(Records excerpted from a collection)

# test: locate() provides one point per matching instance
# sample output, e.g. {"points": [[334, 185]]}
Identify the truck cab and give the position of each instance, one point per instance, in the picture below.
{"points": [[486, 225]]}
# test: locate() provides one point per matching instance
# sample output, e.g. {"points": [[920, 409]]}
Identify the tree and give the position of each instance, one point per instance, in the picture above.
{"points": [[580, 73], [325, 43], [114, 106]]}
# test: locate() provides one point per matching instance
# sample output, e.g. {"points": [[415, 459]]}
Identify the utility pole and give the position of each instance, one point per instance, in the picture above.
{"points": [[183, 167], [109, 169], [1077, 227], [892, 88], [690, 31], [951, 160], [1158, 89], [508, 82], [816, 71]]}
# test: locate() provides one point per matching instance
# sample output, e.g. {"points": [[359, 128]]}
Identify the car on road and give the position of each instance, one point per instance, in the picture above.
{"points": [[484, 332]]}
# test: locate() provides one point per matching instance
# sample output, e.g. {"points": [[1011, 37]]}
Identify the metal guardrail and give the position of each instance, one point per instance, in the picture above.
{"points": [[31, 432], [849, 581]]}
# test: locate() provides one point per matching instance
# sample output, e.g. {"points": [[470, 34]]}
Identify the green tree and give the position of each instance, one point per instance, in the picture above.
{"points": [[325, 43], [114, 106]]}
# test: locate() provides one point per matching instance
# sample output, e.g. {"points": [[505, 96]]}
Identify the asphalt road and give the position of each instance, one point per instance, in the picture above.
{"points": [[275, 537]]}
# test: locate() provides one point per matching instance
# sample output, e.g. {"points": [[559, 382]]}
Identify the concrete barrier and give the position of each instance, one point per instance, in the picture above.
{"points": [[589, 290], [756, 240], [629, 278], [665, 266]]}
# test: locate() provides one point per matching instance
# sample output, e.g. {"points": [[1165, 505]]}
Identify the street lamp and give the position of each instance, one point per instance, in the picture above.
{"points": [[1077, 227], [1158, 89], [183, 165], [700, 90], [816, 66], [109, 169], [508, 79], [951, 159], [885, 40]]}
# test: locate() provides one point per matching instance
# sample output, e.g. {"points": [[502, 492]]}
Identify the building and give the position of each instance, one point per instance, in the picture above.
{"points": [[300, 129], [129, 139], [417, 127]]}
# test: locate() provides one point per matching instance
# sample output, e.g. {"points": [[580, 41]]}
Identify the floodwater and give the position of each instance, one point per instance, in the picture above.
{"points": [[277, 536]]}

* What you need to do: Output all of the material, please, exactly as it stands.

* Complete answer:
# test: locate() provides one point per matching instance
# sample output, e.g. {"points": [[334, 185]]}
Identify the truck cab and give the position of each instance, one point per instance, in the picture below.
{"points": [[486, 225]]}
# test: locate() provides one point per matching instance
# sample output, e.g. {"points": [[920, 409]]}
Identify the tree and give the position of each instance, one point per instance, in the picture above.
{"points": [[580, 73], [325, 43], [114, 106]]}
# test: locate() provides one point per matching instance
# sample output, e.g. {"points": [[415, 459]]}
Identify the utility pole and give the position of each instance, one point per instance, in the picture above.
{"points": [[183, 167], [109, 169], [1077, 227], [892, 88], [690, 31], [951, 160], [1158, 89], [508, 82], [816, 71]]}
# test: locate() provides one point per matching instance
# sample output, e.g. {"points": [[359, 128]]}
Identify the car on road and give the position of each instance, one point per instance, in the picture above.
{"points": [[484, 332]]}
# test: locate() provides one point per matching instance
# sample output, e.g. {"points": [[1011, 37]]}
Identify the metal guardrail and give the position of each instance, one point per instance, in the picture above.
{"points": [[31, 432], [849, 581]]}
# test: locate() provides one point per matching instance
# sample output, e.g. {"points": [[470, 34]]}
Identify the green tree and give the position of each instance, one point per instance, in the picture above.
{"points": [[325, 43], [114, 106]]}
# test: locate() provides one point per matching instance
# sample output, e.g. {"points": [[505, 96]]}
Identify the asphalt road and give the position of each instance, one point per instance, in the picture above.
{"points": [[275, 537]]}
# test: locate() provides one point per matching instance
# sample output, e.g. {"points": [[559, 382]]}
Identify the concrete barrier and give the position of each instance, one point per instance, in the picture above.
{"points": [[589, 290], [756, 240], [629, 278], [665, 266]]}
# test: locate() provides one point per matching instance
# sample output, e.g. {"points": [[1165, 505]]}
Identify the street lamp and give the position of each instance, one point per instance, in the picture above.
{"points": [[1077, 227], [1158, 89], [183, 165], [700, 90], [816, 66], [109, 169], [508, 79], [951, 159], [885, 40]]}
# test: locate() provides one point per matching instance
# sample output, e.g. {"points": [[502, 492]]}
Identify the building and give the position of each instance, one point per instance, in the picture above.
{"points": [[300, 129], [129, 139], [417, 127]]}
# test: locate() provides one point per matching instance
# sample output, e.g. {"points": [[580, 41]]}
Identify the floodwater and give the position of each instance, one point per instance, in the picture above.
{"points": [[277, 536]]}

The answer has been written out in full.